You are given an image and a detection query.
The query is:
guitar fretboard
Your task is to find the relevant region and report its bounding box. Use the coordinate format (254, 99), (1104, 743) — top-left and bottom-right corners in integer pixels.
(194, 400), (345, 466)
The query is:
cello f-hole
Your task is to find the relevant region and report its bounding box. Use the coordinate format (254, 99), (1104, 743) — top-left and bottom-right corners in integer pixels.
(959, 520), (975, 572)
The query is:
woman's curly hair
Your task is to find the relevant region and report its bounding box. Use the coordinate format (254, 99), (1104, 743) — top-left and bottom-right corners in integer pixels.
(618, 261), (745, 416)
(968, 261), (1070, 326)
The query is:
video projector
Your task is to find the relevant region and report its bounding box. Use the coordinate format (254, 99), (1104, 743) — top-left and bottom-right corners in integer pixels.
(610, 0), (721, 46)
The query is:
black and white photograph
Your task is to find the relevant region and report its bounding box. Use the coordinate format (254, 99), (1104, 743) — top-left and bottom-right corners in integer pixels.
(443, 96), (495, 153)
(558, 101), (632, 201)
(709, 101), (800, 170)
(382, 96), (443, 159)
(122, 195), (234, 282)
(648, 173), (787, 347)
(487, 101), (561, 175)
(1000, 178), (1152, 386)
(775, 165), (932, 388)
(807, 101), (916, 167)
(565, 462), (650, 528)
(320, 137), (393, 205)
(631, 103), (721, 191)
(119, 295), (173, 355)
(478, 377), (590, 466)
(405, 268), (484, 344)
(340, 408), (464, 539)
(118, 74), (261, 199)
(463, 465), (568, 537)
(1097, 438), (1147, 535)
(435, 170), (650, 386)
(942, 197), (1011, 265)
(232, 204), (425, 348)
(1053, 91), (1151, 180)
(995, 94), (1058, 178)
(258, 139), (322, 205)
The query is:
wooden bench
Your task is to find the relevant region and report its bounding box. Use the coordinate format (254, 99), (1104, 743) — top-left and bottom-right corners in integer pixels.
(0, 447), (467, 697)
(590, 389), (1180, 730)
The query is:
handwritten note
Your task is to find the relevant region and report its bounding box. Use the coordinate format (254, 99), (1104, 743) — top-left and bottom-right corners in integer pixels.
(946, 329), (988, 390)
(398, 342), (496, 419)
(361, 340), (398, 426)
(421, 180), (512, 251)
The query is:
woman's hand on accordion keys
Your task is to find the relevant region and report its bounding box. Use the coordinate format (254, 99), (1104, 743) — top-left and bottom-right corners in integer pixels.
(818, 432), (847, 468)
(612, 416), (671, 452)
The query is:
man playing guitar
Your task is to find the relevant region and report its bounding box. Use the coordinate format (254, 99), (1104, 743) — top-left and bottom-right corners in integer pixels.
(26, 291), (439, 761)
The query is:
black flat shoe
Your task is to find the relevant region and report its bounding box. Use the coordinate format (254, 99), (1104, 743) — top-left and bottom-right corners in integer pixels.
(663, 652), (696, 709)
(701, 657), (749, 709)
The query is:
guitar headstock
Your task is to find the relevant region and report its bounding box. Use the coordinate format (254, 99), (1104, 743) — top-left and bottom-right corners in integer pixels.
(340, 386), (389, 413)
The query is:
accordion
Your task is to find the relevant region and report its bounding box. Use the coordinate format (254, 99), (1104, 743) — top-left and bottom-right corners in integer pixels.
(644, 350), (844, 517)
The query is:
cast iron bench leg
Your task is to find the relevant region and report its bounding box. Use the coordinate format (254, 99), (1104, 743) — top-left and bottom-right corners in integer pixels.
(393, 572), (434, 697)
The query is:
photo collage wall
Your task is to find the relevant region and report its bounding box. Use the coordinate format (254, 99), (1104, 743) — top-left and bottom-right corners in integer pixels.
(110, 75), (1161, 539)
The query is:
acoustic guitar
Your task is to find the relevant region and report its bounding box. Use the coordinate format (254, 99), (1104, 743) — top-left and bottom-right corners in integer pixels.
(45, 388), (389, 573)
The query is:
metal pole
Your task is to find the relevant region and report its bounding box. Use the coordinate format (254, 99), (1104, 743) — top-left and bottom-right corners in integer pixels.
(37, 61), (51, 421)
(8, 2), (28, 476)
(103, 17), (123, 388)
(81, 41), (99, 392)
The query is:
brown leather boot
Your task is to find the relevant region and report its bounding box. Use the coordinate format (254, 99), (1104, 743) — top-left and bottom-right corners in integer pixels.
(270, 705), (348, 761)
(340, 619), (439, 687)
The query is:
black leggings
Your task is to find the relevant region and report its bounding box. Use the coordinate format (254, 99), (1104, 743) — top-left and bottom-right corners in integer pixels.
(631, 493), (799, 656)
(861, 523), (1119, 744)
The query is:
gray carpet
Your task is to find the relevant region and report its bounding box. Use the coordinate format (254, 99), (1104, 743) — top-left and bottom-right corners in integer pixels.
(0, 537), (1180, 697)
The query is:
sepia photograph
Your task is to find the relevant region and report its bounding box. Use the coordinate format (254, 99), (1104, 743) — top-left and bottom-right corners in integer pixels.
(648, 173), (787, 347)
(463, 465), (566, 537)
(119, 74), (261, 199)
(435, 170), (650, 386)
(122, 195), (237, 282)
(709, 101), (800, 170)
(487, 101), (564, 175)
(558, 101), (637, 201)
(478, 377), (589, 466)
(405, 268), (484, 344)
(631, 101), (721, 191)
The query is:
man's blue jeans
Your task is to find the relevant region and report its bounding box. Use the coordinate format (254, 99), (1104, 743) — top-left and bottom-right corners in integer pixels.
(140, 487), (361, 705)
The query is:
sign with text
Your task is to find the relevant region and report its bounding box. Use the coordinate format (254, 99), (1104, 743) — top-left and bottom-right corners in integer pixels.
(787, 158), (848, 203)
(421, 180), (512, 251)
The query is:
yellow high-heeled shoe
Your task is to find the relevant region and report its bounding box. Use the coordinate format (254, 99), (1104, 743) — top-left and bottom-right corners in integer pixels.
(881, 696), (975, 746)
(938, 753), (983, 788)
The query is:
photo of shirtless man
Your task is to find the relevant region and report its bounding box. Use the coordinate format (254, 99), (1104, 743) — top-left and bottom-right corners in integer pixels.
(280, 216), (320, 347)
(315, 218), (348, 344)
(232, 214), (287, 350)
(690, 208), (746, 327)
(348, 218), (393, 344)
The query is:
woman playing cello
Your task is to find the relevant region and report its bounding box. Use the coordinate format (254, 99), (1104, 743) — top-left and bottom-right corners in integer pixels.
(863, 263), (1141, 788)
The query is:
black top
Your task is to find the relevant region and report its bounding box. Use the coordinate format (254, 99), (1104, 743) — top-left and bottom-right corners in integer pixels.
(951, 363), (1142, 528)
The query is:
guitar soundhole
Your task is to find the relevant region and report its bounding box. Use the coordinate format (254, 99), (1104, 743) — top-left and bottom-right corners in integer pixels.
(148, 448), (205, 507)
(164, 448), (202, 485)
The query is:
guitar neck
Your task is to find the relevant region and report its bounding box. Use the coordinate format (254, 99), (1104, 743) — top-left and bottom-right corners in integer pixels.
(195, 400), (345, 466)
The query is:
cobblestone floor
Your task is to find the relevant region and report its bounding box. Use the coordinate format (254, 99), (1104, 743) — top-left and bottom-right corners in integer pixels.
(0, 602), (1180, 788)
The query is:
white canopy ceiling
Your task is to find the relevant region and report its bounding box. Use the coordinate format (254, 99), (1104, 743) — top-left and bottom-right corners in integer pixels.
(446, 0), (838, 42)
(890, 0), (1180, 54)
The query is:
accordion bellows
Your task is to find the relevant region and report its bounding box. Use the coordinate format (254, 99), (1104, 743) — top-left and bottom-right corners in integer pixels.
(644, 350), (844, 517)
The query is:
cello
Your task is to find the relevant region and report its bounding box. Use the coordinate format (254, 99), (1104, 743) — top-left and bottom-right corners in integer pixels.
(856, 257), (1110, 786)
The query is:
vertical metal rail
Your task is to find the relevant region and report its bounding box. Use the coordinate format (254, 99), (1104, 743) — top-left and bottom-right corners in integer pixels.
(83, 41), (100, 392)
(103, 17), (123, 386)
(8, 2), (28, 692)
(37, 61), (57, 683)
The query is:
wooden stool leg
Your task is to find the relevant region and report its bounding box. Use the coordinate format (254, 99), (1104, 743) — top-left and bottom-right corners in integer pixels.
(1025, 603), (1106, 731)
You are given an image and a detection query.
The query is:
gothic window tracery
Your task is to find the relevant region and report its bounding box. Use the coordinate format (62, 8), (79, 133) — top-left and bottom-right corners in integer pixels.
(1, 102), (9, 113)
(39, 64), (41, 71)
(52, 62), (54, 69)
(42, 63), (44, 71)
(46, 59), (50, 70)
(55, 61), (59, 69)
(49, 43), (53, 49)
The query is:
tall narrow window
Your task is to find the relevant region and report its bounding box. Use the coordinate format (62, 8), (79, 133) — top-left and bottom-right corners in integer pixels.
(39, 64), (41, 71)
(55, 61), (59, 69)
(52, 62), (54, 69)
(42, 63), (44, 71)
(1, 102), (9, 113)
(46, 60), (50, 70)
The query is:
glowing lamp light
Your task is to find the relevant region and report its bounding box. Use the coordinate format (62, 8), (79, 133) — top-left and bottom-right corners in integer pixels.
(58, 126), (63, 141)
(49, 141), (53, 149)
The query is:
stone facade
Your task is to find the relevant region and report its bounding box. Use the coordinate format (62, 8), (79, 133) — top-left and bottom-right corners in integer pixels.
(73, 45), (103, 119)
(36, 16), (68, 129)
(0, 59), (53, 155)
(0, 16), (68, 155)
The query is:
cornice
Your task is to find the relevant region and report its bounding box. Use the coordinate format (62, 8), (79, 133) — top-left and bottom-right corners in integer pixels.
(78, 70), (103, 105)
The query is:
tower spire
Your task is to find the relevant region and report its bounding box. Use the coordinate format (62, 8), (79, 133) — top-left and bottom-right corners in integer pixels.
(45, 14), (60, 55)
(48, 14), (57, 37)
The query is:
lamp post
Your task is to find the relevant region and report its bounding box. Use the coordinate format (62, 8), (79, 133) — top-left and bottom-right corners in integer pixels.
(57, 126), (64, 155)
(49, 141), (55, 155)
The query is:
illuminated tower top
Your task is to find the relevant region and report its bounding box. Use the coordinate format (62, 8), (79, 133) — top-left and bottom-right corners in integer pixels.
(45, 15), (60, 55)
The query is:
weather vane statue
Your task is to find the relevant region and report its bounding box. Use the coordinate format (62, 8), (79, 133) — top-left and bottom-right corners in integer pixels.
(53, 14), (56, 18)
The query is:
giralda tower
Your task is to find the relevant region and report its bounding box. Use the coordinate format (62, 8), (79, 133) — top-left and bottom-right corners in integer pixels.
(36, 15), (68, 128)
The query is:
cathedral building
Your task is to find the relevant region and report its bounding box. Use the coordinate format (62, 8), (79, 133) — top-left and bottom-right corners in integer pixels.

### [Set exercise]
Print the material above word for word, from its first line through the line containing "(590, 389), (1180, 730)", with both of those lines included.

### [Reply]
You are given an image and a detection query.
The query is:
guitar fretboard
Your task is to find the relevant region and report its bounding box. Use the coordinate format (254, 99), (1104, 743) — top-left and bottom-right corners in integer pixels.
(194, 400), (345, 466)
The query is:
cello f-hole
Your task is to find the relevant region and report its bounding box. Use the coordinate format (254, 99), (1104, 743) — top-left and bottom-right corners in integer pixels.
(959, 520), (975, 572)
The query is:
woman's curly hair
Your task is to find the relevant region and report its bounding box. Use the coordinate format (254, 99), (1104, 743) — top-left and bottom-right corners in integer pixels.
(618, 261), (745, 416)
(968, 261), (1070, 326)
The query is:
video projector
Your task is to find the relevant region and report its bounding box. Use the coordinate format (254, 99), (1104, 743) — top-left and bottom-right corners in integer pixels.
(610, 0), (721, 46)
The query is:
black and white photograph
Your task is to find the relevant region and report its bounding box. Use the coordinate format (254, 99), (1104, 743) — top-left and bottom-right corners in integer pixels.
(443, 96), (495, 153)
(558, 101), (632, 201)
(709, 101), (800, 170)
(382, 96), (443, 159)
(122, 195), (234, 282)
(648, 173), (787, 347)
(487, 101), (561, 175)
(1000, 178), (1152, 386)
(775, 165), (932, 388)
(807, 101), (916, 167)
(565, 462), (650, 528)
(320, 137), (393, 205)
(631, 103), (721, 191)
(119, 295), (173, 355)
(478, 377), (590, 466)
(405, 268), (484, 344)
(340, 408), (464, 539)
(118, 74), (261, 199)
(463, 465), (568, 537)
(1097, 438), (1147, 535)
(435, 170), (650, 386)
(942, 197), (1011, 265)
(232, 204), (425, 348)
(1053, 91), (1151, 180)
(995, 94), (1058, 178)
(258, 139), (322, 205)
The query is:
wooden bench
Your task is to find the relevant region and report its bounding box. Use the coordinate format (254, 99), (1104, 743) — top-left and bottom-right corners in integer pixels.
(0, 447), (467, 697)
(590, 389), (1180, 730)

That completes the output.